_REQUIRED WORK:_ The records below are to be retyped in full. Keep every word.

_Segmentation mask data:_

▶

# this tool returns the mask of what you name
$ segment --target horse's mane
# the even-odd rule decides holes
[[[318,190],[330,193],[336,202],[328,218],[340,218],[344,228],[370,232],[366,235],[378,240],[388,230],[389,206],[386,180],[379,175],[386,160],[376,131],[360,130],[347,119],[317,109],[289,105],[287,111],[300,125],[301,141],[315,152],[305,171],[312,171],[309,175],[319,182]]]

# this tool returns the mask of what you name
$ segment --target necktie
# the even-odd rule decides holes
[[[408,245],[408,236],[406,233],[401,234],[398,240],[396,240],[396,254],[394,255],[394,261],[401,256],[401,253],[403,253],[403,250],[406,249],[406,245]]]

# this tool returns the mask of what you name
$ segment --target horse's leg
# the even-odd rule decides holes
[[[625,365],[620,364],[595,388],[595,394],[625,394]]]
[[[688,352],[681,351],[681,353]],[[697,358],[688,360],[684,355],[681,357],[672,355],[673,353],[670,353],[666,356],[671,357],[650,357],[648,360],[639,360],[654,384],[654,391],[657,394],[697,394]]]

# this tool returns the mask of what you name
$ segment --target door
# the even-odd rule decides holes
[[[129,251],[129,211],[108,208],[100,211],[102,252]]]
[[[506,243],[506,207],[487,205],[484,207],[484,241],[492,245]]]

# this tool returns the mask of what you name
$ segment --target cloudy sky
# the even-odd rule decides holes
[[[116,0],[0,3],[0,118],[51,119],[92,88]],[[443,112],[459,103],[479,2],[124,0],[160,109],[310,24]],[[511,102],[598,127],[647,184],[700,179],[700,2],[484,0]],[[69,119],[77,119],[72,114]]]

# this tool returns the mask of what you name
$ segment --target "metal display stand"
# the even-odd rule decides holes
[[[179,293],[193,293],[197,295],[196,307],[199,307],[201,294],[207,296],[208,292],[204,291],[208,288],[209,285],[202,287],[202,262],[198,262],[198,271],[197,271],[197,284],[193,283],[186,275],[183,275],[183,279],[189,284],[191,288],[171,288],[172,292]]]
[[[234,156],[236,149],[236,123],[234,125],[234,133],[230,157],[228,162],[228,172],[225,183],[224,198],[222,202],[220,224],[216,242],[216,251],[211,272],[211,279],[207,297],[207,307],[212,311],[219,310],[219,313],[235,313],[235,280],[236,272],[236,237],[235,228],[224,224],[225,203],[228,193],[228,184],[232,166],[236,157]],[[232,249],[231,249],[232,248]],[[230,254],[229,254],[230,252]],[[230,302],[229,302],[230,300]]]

◀

_FINISHED EXERCISE:_
# this tool returns the mask of what you name
$ segment --target horse's mane
# the even-odd rule decides holes
[[[318,190],[330,193],[336,202],[328,218],[340,218],[344,228],[370,232],[366,235],[378,240],[388,230],[389,206],[386,180],[379,175],[386,160],[376,131],[360,130],[347,119],[317,109],[289,105],[287,111],[300,125],[301,141],[315,152],[305,171],[312,171],[309,175],[319,182]]]

# this tool returns the mask of what you name
$ segment --target necktie
# the even-odd rule decides holes
[[[408,245],[408,236],[406,233],[401,234],[398,240],[396,240],[396,254],[394,255],[394,261],[401,256],[401,253],[403,253],[403,250],[406,249],[406,245]]]

# this tool returns the mask of what you name
$ segment --target horse's leg
# the even-odd rule decides holes
[[[625,365],[620,364],[595,388],[595,394],[625,394]]]
[[[688,352],[681,351],[681,353]],[[697,358],[688,360],[684,355],[681,357],[672,355],[673,353],[670,353],[666,356],[671,357],[650,357],[648,360],[639,360],[654,384],[654,391],[657,394],[697,394]]]

# this tool returns the mask of what you name
$ segment --target door
# the even-odd rule decides holes
[[[129,251],[129,211],[108,208],[100,211],[102,252]]]
[[[506,243],[506,207],[487,205],[484,207],[484,241],[492,245]]]

# this tool returns the mask of what you name
$ segment --target cloudy sky
# the even-odd rule decides holes
[[[116,0],[0,3],[0,118],[51,119],[92,88]],[[443,112],[459,103],[479,2],[124,0],[160,109],[310,24]],[[511,102],[598,127],[647,184],[700,179],[700,2],[484,0]],[[69,119],[77,119],[72,114]]]

# this tool returns the mask of what you name
$ segment --target "metal display stand"
# the even-odd rule decides holes
[[[179,293],[193,293],[197,295],[196,307],[199,307],[201,294],[207,296],[208,292],[204,291],[208,288],[209,285],[202,287],[202,262],[198,262],[198,271],[197,271],[197,284],[193,283],[186,275],[183,275],[183,279],[189,284],[191,288],[171,288],[172,292]]]
[[[234,156],[236,149],[236,123],[234,125],[234,133],[230,157],[228,162],[228,172],[225,183],[224,198],[222,202],[220,224],[216,242],[216,251],[211,272],[211,279],[207,297],[207,307],[212,311],[219,310],[219,313],[235,313],[235,280],[236,272],[236,237],[235,228],[224,224],[225,203],[228,193],[228,184],[232,166],[236,157]],[[232,249],[231,249],[232,248]],[[230,254],[229,254],[230,252]],[[230,302],[229,302],[230,300]]]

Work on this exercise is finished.